Review of “The Resurrection Fact”, Chapter 8, by Carolyn Hansen who states that the New Testament eyewitnesses operated in an “intensely tactile” Semitic tradition

“It was the apostles’ deep commitment to a Jewish world view that provided them with resources to recognize the difference between trauma-induced visions and a bodily resurrection.”   –Carolyn Hansen, page 211

Gary:  How in the world can anyone living two thousand years after these alleged events make such a claim???

Psychiatrists, psychologists, and other health care practitioners have massive documentation of grieving family members and friends of the recently deceased claiming to have seen and conversed with their dead loved one.  How can anyone claim with any degree of confidence that first century Jews would not have had the same experiences?

The argument that one cannot hallucinate a concept that does not exist in one’s cultural experience is true, but is not applicable in this situation.  The claim that no first century Jew would have conceived the concept of an individual resurrection fails if we accept the historical accuracy of the four Gospels when they tell us that Jesus was “openly” making just that claim prior to his death (see Mark 8:31, for example).  In addition, the Jews of Asia Minor believed in the individual resurrection of one man (Jesus) based on searching the Hebrew scriptures.  Therefore such a belief did exist within first century Judaism.  It was not a novel, unheard of concept…if we accept the historical accuracy of the Bible.

Hansen:  [Skeptic scholar Gerd Luedemann] cautions that we can’t assume that a Jew at the time would immediately think of bodily resurrection because “there were various notions of resurrection around, one of which was bodily”.  N.T. Wright, for example, has conclusively established that both antiquity’s meaning and usage of resurrection “always meant bodies”.

[NT Wright]:  “The ancient world, like the modern world, produced widely differing speculations about what happens after we die.  The word “resurrection” designates one and only one of those options:  a new bodily existence.  A new physical human being, after a time during which that human being had been dead and gone.”  Simply Good News:  Why the Gospel is News and What Makes it Good.

# Material

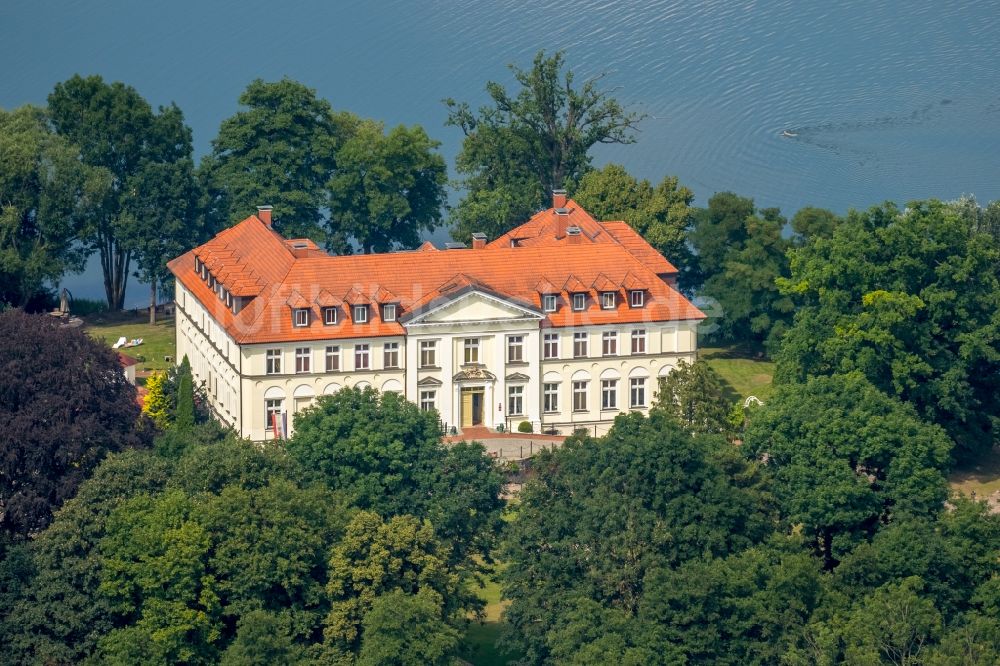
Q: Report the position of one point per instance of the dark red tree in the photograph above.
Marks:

# What this exercise asks
(a) Which passage does the review cite as an example of Jesus openly claiming, before his death, that he would rise?
(b) Copy the review word for word, from the words "Gary:  How in" up to and including the words "the same experiences?".
The listing comes from a separate source and is unrelated to the review.

# Answers given
(a) Mark 8:31

(b)
Gary:  How in the world can anyone living two thousand years after these alleged events make such a claim???

Psychiatrists, psychologists, and other health care practitioners have massive documentation of grieving family members and friends of the recently deceased claiming to have seen and conversed with their dead loved one.  How can anyone claim with any degree of confidence that first century Jews would not have had the same experiences?